:: To do ::
The expected output is the full set of entries, printed exactly, without pictures.

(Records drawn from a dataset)
[Start of Attachment]
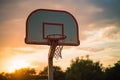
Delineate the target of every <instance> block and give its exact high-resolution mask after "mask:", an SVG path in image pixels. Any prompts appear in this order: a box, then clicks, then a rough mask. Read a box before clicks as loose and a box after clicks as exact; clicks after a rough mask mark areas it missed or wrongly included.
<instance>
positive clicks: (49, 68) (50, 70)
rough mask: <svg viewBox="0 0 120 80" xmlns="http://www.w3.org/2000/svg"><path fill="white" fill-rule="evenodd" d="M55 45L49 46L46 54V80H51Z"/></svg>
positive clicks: (54, 49) (52, 76)
mask: <svg viewBox="0 0 120 80" xmlns="http://www.w3.org/2000/svg"><path fill="white" fill-rule="evenodd" d="M55 48H56V45H51V46H50V50H49V54H48V80H53V56H54V52H55Z"/></svg>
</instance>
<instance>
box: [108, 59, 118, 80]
mask: <svg viewBox="0 0 120 80" xmlns="http://www.w3.org/2000/svg"><path fill="white" fill-rule="evenodd" d="M106 80H120V61H118V62H117V63H115V64H114V66H113V67H109V68H107V69H106Z"/></svg>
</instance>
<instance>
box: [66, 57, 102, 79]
mask: <svg viewBox="0 0 120 80" xmlns="http://www.w3.org/2000/svg"><path fill="white" fill-rule="evenodd" d="M66 80H103V71H102V65H101V64H100V63H99V62H93V61H92V60H90V59H86V60H83V59H79V58H78V57H77V58H76V59H75V60H72V62H71V66H70V67H69V68H68V69H67V71H66Z"/></svg>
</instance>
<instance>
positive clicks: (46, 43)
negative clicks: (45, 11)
[End of Attachment]
:: Solved exercise ::
Delineate the target of every <instance> block and give its exact high-resolution mask after "mask:", an SVG path in image pixels. Any prompts appear in this order: a box, then clicks, then a rough mask. Read a box before clicks as loose and a box after clicks as exact; clicks after a rough mask mark areas it missed or wrongly included.
<instance>
positive clicks: (49, 68) (50, 70)
rough mask: <svg viewBox="0 0 120 80" xmlns="http://www.w3.org/2000/svg"><path fill="white" fill-rule="evenodd" d="M55 45L49 46L46 54V80H51Z"/></svg>
positive clicks: (54, 49) (52, 76)
mask: <svg viewBox="0 0 120 80" xmlns="http://www.w3.org/2000/svg"><path fill="white" fill-rule="evenodd" d="M55 48H56V45H51V46H50V50H49V54H48V80H53V56H54V52H55Z"/></svg>
</instance>
<instance>
box: [108, 59, 118, 80]
mask: <svg viewBox="0 0 120 80" xmlns="http://www.w3.org/2000/svg"><path fill="white" fill-rule="evenodd" d="M106 80H120V61H118V62H117V63H115V64H114V66H113V67H109V68H107V69H106Z"/></svg>
</instance>
<instance>
box: [66, 57, 102, 79]
mask: <svg viewBox="0 0 120 80" xmlns="http://www.w3.org/2000/svg"><path fill="white" fill-rule="evenodd" d="M66 80H103V71H102V65H101V64H100V63H99V62H93V61H92V60H90V59H86V60H83V59H79V58H78V57H77V58H76V59H75V60H72V62H71V66H70V67H69V68H68V69H67V71H66Z"/></svg>
</instance>
<instance>
positive clicks: (46, 43)
negative clicks: (45, 11)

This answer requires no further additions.